■ **What to produce**
Go through the records below and report each line with "water" in it.

══════

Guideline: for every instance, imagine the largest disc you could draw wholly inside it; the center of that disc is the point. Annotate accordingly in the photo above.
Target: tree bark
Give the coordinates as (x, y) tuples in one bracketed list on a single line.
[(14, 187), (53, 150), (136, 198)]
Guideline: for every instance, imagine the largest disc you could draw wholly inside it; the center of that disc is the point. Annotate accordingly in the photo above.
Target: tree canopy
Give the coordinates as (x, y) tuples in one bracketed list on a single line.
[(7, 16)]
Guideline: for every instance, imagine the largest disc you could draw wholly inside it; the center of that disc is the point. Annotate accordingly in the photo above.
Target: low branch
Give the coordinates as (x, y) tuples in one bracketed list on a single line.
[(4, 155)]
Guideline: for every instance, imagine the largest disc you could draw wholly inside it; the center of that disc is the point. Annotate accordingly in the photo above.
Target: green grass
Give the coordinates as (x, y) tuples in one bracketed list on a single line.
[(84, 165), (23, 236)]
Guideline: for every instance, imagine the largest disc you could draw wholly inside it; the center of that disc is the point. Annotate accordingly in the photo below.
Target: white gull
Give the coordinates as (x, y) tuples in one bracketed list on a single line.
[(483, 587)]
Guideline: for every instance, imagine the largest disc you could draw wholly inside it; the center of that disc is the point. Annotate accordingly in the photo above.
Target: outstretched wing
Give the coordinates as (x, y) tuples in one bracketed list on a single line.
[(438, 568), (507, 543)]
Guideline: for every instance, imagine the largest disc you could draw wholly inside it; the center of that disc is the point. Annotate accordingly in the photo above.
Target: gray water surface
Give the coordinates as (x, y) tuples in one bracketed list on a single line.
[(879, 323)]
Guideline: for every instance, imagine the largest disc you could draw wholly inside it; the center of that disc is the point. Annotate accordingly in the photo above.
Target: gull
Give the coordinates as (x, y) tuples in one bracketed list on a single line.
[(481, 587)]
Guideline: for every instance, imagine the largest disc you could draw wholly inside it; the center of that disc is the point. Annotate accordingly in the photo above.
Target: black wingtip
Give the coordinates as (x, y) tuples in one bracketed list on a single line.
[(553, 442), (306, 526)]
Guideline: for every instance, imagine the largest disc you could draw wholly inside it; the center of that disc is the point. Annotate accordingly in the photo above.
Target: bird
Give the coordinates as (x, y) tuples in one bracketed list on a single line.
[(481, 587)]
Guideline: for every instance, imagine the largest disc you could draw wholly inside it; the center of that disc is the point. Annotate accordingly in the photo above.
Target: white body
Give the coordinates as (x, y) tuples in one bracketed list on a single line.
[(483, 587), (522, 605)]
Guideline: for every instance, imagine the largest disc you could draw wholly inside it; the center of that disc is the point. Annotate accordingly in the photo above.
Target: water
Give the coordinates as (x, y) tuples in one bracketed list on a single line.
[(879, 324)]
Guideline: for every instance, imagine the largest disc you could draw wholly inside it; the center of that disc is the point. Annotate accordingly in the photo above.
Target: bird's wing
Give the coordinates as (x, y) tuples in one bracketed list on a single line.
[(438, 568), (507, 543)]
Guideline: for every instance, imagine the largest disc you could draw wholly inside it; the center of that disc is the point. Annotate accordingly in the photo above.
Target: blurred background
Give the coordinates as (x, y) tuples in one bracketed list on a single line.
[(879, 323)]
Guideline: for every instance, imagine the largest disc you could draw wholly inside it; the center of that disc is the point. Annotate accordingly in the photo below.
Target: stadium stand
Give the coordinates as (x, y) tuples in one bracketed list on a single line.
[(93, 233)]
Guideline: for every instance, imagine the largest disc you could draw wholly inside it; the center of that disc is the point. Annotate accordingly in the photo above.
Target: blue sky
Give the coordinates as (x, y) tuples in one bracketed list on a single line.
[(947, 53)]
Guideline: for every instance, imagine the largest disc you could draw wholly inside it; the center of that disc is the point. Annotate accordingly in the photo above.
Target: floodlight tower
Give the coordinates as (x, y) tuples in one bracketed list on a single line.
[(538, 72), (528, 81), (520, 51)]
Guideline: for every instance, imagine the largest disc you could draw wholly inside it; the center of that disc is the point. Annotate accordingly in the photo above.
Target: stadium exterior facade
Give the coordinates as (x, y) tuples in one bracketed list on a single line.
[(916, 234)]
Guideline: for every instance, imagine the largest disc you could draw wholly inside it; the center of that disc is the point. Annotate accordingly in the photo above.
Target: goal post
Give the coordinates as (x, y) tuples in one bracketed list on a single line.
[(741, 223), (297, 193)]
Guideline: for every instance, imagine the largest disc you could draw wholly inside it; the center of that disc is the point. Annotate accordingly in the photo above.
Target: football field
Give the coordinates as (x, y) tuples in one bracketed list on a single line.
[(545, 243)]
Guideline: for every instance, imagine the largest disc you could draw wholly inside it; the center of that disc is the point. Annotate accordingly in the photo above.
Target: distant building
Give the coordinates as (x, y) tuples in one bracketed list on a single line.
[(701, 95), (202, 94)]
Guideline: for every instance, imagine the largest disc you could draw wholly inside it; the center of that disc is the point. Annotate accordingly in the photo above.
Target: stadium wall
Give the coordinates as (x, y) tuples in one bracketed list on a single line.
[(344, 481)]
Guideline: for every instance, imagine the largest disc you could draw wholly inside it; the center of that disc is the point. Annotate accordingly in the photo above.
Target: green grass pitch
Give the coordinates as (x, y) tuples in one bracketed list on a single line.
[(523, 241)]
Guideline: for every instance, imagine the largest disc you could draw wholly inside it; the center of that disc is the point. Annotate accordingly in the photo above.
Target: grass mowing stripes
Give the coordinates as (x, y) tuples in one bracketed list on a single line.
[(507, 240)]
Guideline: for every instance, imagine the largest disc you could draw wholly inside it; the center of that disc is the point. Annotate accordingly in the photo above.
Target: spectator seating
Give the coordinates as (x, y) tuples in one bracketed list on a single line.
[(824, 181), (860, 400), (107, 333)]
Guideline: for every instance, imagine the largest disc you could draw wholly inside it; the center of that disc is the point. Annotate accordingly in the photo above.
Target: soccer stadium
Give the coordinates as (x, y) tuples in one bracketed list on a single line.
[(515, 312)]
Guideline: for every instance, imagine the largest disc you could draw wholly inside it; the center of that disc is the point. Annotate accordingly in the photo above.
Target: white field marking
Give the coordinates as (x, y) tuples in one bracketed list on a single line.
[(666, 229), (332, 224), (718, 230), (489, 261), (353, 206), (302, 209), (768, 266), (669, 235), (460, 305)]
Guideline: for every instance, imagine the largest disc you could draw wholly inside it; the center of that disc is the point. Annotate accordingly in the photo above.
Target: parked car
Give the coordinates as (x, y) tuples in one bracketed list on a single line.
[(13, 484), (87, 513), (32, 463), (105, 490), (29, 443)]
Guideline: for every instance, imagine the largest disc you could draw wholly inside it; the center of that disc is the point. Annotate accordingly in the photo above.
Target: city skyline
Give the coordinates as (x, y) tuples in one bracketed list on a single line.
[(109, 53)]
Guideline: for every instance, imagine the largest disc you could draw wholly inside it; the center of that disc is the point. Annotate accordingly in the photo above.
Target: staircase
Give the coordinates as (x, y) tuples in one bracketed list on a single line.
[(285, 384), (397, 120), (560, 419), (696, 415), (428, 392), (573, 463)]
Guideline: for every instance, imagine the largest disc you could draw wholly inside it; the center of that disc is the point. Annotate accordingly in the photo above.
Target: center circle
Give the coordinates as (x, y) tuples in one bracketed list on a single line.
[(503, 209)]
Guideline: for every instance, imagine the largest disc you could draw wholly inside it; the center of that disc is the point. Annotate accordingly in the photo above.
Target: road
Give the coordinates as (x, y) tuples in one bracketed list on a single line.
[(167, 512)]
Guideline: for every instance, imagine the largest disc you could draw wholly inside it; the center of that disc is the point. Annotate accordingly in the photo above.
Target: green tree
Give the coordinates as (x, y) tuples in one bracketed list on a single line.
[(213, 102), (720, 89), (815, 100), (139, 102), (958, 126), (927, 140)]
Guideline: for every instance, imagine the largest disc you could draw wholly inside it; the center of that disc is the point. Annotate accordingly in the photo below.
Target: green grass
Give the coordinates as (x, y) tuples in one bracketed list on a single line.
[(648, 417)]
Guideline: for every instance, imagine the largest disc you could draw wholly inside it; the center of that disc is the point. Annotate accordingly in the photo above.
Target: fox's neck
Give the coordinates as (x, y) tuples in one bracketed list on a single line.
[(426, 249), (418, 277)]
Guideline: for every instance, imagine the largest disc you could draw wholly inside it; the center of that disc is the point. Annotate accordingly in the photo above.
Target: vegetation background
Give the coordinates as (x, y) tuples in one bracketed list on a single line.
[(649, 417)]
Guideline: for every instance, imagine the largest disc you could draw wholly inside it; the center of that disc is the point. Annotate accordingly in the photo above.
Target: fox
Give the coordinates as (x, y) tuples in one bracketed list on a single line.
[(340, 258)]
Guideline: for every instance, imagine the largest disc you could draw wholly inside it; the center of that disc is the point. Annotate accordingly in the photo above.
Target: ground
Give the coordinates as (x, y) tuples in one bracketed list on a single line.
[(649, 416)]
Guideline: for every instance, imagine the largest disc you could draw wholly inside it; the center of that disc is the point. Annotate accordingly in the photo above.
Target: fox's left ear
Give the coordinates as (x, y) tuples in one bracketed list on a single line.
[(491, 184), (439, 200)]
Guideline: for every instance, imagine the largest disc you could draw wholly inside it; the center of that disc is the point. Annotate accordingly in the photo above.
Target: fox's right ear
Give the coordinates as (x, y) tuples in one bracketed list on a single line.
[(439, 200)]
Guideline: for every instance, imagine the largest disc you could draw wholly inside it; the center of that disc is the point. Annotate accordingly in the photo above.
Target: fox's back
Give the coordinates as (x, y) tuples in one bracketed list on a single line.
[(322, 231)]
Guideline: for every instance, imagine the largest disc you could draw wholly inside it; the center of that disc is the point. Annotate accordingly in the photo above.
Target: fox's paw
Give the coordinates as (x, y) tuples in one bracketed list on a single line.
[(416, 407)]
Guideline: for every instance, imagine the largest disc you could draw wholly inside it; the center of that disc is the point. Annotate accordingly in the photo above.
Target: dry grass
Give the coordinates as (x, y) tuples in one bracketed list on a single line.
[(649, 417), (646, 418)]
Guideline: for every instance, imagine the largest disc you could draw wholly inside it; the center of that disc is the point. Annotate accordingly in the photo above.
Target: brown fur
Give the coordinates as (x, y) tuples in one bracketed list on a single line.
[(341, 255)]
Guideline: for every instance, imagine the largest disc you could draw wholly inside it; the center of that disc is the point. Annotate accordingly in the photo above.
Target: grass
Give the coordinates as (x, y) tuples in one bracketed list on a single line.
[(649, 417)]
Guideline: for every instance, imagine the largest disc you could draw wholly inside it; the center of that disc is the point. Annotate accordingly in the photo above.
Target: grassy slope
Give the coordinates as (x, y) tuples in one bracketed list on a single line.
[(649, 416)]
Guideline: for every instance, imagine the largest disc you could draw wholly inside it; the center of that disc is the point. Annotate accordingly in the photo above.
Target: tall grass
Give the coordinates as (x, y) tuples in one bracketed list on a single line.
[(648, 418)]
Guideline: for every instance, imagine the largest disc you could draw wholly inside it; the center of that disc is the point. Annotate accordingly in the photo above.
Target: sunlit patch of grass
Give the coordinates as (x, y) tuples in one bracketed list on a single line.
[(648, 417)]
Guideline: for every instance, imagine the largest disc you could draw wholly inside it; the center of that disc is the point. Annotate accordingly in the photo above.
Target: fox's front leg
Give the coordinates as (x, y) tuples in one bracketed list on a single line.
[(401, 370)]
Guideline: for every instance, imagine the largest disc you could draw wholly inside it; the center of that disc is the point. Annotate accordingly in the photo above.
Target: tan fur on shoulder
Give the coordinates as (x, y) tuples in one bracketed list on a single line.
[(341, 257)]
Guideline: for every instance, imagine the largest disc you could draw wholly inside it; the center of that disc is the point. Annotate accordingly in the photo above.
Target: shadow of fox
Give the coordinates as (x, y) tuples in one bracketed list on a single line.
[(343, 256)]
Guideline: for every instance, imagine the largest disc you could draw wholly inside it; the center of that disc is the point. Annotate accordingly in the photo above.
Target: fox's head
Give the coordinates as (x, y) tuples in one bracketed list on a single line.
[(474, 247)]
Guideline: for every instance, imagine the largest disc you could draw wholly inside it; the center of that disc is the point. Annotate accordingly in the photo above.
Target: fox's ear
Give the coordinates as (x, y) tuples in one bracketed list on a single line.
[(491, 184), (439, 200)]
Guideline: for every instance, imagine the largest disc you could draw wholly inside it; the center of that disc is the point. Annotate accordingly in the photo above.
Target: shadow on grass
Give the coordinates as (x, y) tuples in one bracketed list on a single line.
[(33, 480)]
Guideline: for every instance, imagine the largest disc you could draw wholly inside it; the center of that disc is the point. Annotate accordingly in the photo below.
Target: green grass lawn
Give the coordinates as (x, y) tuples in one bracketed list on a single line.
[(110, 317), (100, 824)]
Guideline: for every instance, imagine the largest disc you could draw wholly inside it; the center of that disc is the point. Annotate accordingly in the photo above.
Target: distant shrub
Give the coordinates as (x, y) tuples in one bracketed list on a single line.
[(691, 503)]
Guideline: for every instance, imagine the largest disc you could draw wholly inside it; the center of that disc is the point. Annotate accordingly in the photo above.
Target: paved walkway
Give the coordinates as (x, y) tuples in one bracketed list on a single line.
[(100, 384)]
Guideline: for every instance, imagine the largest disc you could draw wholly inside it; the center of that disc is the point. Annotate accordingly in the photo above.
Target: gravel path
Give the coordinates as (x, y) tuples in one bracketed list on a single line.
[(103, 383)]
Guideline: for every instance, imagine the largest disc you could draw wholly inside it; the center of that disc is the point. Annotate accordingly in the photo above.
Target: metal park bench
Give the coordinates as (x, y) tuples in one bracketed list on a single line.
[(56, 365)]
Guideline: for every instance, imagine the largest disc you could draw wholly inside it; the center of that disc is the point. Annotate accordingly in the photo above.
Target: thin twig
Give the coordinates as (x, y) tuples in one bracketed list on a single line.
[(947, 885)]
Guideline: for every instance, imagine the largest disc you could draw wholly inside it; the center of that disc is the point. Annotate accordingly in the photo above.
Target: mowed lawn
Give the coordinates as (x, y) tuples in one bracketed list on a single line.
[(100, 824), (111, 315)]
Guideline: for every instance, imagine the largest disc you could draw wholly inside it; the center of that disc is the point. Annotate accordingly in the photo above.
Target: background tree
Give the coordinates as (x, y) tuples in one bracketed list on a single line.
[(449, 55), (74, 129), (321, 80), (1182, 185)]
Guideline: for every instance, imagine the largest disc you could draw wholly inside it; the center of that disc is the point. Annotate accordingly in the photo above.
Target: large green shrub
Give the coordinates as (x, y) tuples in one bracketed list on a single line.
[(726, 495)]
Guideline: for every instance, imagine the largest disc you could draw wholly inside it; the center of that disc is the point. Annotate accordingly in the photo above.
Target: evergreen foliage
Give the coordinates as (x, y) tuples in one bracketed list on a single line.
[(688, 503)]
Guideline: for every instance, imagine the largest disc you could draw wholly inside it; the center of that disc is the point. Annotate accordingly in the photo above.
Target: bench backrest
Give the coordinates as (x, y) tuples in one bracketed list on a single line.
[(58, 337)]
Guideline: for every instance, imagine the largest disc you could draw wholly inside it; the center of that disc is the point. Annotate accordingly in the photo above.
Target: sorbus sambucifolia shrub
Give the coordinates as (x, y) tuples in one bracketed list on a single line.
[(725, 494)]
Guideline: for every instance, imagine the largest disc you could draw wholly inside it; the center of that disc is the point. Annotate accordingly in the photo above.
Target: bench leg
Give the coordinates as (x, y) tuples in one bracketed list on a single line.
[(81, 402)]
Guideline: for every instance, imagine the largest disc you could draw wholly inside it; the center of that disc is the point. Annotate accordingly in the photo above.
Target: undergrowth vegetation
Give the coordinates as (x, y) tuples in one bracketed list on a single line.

══════

■ **Answer box**
Target: gray water surface
Target: water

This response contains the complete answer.